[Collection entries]
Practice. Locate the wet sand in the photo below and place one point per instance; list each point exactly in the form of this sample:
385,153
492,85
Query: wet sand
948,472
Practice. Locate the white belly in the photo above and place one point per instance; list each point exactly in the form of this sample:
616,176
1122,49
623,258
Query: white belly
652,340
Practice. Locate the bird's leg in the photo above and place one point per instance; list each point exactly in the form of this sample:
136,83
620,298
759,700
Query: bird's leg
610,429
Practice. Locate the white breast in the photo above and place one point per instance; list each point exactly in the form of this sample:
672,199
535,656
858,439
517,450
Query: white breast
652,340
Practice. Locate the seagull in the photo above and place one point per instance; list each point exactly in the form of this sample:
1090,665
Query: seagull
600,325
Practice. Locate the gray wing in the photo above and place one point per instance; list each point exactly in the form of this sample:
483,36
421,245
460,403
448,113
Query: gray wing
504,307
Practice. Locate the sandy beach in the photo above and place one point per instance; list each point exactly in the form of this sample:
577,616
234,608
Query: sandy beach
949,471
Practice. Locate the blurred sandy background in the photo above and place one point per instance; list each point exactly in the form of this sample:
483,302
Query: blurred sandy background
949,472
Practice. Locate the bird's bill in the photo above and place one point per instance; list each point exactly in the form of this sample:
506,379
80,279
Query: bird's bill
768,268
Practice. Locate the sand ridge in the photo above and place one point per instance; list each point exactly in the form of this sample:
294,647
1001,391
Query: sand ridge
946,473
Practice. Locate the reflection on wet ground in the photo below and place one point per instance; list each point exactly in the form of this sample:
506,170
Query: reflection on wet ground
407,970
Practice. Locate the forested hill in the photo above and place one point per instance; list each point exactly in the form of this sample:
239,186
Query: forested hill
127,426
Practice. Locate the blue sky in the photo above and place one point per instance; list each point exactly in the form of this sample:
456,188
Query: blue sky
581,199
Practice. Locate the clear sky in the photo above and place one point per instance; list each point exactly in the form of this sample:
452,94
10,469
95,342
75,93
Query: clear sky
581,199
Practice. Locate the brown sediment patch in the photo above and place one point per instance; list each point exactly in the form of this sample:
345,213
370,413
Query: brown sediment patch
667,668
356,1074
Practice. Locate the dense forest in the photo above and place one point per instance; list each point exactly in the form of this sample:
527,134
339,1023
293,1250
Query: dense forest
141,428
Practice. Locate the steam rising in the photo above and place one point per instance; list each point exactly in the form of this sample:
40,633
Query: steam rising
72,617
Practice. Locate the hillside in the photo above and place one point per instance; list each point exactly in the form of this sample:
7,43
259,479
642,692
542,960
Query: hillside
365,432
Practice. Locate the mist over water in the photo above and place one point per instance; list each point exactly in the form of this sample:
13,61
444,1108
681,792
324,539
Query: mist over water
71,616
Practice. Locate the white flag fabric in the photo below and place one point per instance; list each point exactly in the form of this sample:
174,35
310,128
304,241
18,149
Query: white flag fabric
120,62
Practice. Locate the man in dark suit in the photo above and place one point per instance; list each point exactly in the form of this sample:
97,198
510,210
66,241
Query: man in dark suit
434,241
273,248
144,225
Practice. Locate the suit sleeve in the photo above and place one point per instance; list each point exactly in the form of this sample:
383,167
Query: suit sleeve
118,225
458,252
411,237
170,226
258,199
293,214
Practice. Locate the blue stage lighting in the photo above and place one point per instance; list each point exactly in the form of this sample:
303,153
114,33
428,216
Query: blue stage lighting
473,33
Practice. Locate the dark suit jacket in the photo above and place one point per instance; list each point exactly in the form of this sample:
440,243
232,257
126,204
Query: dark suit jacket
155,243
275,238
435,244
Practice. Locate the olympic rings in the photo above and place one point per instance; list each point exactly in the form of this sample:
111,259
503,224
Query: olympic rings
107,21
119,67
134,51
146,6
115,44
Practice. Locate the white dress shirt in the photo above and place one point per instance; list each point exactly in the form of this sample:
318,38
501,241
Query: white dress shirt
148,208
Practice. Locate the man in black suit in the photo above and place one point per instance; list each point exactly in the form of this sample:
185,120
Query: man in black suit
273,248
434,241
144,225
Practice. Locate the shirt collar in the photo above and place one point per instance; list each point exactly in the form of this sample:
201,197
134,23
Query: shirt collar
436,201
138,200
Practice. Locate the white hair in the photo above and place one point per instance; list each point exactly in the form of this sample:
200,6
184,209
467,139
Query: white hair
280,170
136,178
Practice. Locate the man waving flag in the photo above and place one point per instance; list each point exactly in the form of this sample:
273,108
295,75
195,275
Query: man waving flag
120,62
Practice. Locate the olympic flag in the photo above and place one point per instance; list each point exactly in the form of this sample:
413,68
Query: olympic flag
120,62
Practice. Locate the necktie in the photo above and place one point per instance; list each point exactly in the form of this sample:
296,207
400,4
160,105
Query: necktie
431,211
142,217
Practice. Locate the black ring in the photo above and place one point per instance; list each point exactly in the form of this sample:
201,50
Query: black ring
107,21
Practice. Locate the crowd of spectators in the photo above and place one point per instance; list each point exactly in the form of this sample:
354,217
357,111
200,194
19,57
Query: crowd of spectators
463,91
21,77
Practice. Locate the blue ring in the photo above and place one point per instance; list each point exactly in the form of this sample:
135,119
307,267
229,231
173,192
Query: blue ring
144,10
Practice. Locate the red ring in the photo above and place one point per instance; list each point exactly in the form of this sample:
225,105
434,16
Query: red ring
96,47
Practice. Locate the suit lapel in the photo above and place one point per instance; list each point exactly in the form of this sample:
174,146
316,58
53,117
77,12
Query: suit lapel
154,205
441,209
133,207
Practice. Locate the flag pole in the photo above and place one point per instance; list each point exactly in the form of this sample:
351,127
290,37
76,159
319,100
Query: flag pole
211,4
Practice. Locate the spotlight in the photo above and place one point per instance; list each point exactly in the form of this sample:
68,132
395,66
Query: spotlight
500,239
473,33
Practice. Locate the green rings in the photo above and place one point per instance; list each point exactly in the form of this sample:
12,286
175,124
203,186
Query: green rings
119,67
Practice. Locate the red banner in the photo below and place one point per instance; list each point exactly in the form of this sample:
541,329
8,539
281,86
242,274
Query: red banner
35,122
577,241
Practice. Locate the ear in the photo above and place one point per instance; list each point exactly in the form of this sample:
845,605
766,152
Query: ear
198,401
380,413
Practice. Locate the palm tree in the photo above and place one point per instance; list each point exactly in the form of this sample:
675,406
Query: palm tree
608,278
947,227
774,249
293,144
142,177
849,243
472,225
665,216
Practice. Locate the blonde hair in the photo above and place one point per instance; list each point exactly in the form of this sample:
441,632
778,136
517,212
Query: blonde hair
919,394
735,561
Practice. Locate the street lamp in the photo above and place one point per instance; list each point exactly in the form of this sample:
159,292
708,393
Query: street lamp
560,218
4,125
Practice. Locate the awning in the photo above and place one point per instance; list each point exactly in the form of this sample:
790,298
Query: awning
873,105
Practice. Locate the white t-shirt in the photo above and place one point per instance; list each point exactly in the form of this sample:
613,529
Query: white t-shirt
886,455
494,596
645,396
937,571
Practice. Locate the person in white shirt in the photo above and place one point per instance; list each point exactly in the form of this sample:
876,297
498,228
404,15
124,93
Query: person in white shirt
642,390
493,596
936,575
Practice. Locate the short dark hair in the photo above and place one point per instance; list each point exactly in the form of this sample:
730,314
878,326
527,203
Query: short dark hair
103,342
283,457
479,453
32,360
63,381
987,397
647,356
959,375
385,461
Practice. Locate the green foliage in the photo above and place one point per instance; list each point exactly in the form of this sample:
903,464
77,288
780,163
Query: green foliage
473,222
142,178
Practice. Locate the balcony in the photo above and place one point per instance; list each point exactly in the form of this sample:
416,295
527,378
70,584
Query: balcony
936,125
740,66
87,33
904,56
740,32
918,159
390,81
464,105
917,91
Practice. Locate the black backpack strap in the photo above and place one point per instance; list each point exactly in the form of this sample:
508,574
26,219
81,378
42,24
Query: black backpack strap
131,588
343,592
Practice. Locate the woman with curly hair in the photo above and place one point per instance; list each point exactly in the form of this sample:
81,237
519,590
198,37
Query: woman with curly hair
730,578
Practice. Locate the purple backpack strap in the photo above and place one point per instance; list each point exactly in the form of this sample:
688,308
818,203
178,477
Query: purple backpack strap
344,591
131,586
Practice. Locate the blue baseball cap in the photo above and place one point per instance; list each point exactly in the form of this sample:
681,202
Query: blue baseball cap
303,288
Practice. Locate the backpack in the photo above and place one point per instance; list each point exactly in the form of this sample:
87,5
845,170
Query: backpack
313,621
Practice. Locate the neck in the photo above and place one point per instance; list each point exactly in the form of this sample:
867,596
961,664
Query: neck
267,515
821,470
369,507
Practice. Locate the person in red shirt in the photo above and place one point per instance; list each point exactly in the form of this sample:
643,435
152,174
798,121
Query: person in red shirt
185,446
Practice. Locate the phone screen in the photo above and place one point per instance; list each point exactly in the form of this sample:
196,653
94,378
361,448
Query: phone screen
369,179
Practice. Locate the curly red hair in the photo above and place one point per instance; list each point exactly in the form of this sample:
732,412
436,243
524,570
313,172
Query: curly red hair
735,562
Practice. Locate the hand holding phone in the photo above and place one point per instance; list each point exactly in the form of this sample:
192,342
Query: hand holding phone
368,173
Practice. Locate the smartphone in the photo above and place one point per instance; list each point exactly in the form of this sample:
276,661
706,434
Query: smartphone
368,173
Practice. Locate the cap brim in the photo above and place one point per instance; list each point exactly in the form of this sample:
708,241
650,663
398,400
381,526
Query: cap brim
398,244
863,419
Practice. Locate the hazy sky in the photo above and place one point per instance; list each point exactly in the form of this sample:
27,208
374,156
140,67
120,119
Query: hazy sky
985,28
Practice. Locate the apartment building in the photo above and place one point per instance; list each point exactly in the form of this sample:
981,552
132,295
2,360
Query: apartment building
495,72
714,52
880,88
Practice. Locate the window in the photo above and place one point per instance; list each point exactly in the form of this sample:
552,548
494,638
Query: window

• Exercise:
With "window" as the string to look for, count the matching lines above and give the number by itself.

• Solution below:
2